::: EXTRACTED TEXT :::

# Cycling training program?



## Judgment (Sep 5, 2016)

I'm just getting back into cycling. I need to lose some serious weight. My long term cycling goals (aside from riding for fun) are:

1.) Drop 50-75 lbs and see where I'm at

2.) Increase baseline fitness level and aerobic ability from "corpse" to "not bad"

3.) In May, 2017 I'm planning on doing the Assault on Marion ride, which, as I'm sure many of you know, is the qualifier for:

4.) May 2018: Assault on Mt. Mitchell. I always wanted to do this ride but never got to it when I was younger. 


So, I like long miles, I like to climb (at least I used to) and I like to suffer. 

*
I'm looking for any training resources that would help me in reaching these goals. I need a plan. Thanks in advance.*


----------



## pedalbiker (Nov 23, 2014)

Google will take you to a myriad of plans. 

Zwift has built in plans. TrainerRoad has built in plans. 

Lots of paid cycling coaches have plans. 

Lots of unpaid internet people have plans. 

At this point, you don't need a plan other than eat less and ride more. When you've done that to the extent that you no longer see any improvements, then a plan would be something to worry about a bit more.

But even then that plan might consist of ride easy a few days, do some threshold stuff one day, do some vo2 stuff another day, and try to find a fast group ride. Which you could start now. But, honestly, it really isn't going to change your progression at this point any more than simply riding and losing weight.


----------



## Judgment (Sep 5, 2016)

pedalbiker said:


> Google will take you to a myriad of plans.
> 
> Zwift has built in plans. TrainerRoad has built in plans.
> 
> ...


Thanks, and I know you are right, losing weight is the primary goal at the moment, I just figure with 20 months to plan, I might as well also be training in a way that is effective for Mt. Mitchell. I will look at some of the things you mentioned.


----------



## Peter P. (Dec 30, 2006)

I recommend you formulate your own training plan.

Grab a book such as Thomas Chapple's "Base Building for Cyclists". You don't need specialized race training; you need a BASE of mileage. Classify yourself as a Beginner or Intermediate, and follow the recommendations in the book.

The next best tool is a TRAINING DIARY. Even if you don't keep detailed records in it, keeping a diary will keep you honest and on track because you'll hate seeing blank pages of skipped workouts. Even if you just record mileage/time, and a letter grade for how the ride went, you'll be fulfilled. In your case, recording bodyweight on a regular basis, and maybe some diet details, will be a motivating factor.

One of the most fun parts of training is creating a program, implementing it, sticking to it, and observing the results.

If you go this route, report back to us after Assault on Marion and tell us how well you performed.


----------



## Judgment (Sep 5, 2016)

Peter P. said:


> I recommend you formulate your own training plan.

::: DATASET ENTRIES :::

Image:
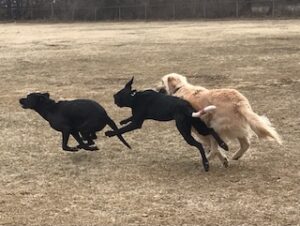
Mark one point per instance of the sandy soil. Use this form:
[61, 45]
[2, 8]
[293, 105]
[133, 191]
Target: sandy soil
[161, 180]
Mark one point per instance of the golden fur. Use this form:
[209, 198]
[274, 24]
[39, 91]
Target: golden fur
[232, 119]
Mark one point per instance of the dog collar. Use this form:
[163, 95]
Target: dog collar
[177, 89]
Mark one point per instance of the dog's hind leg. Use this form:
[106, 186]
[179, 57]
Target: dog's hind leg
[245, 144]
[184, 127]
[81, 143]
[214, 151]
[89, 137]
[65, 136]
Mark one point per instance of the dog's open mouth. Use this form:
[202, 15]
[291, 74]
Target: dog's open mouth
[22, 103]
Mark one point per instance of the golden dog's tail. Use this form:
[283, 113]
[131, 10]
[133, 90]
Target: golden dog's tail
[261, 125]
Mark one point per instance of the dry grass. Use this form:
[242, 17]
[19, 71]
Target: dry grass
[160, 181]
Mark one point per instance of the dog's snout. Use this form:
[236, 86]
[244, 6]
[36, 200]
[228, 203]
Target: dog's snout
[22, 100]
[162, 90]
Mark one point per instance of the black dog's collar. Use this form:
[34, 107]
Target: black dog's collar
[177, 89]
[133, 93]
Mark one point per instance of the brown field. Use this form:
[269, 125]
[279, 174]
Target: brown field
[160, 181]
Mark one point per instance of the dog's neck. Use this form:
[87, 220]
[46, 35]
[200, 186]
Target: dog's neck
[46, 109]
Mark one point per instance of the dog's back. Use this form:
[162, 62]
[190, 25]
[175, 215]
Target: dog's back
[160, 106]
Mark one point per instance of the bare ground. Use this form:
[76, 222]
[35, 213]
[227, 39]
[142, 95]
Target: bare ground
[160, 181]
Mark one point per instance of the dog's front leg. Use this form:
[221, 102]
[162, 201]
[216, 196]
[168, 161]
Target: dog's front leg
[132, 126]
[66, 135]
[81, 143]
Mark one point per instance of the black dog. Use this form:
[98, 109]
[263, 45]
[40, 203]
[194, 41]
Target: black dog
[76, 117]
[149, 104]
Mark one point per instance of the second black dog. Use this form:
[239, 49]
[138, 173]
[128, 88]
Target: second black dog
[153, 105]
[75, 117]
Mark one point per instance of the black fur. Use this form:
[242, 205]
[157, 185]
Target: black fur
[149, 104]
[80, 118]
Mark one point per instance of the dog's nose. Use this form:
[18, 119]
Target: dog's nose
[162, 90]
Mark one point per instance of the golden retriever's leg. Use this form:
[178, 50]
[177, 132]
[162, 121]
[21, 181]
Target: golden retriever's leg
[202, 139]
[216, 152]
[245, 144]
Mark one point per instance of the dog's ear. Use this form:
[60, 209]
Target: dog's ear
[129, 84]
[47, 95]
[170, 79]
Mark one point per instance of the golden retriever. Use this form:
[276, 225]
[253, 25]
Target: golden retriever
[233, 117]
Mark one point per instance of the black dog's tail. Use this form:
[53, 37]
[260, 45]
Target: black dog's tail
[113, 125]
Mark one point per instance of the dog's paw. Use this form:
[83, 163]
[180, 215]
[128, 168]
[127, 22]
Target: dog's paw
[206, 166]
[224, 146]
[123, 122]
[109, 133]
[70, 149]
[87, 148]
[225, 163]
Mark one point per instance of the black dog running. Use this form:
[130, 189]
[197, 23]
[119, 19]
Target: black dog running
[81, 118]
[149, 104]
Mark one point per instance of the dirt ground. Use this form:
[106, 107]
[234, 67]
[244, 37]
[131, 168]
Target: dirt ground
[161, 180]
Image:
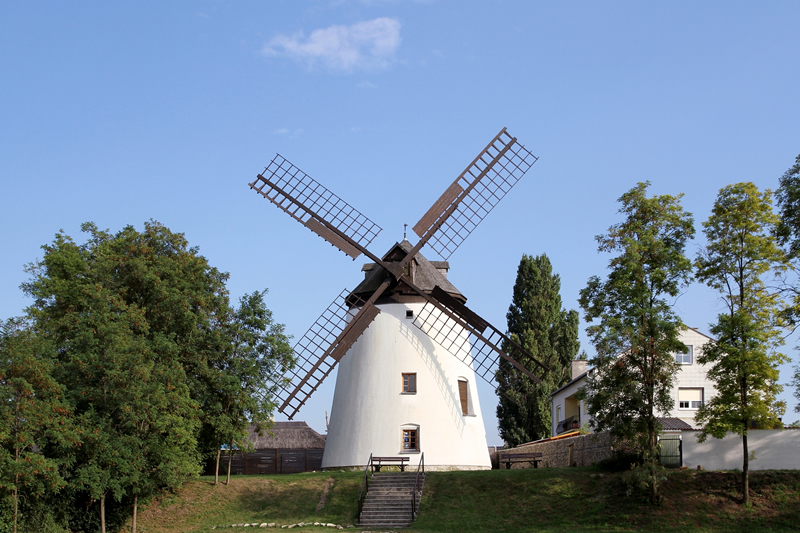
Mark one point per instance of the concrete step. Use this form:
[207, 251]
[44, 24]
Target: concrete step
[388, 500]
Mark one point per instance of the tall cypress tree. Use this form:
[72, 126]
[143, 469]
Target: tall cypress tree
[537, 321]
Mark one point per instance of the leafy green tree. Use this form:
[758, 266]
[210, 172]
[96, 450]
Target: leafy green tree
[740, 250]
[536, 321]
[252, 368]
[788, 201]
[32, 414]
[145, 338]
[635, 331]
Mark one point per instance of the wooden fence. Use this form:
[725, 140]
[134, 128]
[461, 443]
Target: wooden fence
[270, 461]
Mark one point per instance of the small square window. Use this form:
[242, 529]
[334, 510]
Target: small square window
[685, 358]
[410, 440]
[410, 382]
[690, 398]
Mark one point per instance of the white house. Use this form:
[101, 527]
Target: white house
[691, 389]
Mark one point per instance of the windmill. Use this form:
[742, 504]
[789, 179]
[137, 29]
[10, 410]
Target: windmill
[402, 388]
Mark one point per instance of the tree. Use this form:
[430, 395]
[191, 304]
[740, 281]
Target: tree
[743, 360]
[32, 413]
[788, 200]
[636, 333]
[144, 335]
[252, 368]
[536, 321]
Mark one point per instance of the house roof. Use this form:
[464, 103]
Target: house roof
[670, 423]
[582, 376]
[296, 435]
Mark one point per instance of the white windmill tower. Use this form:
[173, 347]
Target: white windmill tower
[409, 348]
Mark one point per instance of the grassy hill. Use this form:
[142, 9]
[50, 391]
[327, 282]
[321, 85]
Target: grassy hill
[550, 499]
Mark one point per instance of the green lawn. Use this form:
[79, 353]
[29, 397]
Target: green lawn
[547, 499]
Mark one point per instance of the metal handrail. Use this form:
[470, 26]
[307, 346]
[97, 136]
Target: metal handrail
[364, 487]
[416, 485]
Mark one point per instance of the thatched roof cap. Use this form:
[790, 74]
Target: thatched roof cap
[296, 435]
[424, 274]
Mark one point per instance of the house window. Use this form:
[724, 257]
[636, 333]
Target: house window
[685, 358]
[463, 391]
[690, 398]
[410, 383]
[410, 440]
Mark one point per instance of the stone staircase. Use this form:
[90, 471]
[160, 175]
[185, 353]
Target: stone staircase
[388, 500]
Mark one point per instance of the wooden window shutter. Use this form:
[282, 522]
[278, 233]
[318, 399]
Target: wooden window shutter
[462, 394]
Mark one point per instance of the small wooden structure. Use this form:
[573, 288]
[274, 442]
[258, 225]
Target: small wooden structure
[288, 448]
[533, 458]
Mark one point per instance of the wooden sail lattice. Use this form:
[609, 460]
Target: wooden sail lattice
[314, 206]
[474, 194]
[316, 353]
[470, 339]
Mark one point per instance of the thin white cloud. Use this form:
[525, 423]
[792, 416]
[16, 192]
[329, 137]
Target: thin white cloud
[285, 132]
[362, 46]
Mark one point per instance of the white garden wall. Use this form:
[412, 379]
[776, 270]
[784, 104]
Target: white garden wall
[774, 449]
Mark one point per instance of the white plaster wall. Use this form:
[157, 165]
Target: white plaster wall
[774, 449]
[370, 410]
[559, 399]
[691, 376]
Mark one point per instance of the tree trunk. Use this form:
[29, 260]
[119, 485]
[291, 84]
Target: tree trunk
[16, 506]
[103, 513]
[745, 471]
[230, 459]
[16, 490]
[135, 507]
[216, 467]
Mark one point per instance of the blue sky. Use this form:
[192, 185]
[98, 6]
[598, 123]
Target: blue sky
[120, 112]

:::

CHALLENGES:
a - List every username that posts in the cycling thread, naming each one only once.
b - Return the passage of the cycling thread between "## Peter P." and "a motivating factor.", inclusive.
Rely only on the cycling thread.

IN RESPONSE:
a - Judgment, pedalbiker, Peter P.

b -
## Peter P. (Dec 30, 2006)

I recommend you formulate your own training plan.

Grab a book such as Thomas Chapple's "Base Building for Cyclists". You don't need specialized race training; you need a BASE of mileage. Classify yourself as a Beginner or Intermediate, and follow the recommendations in the book.

The next best tool is a TRAINING DIARY. Even if you don't keep detailed records in it, keeping a diary will keep you honest and on track because you'll hate seeing blank pages of skipped workouts. Even if you just record mileage/time, and a letter grade for how the ride went, you'll be fulfilled. In your case, recording bodyweight on a regular basis, and maybe some diet details, will be a motivating factor.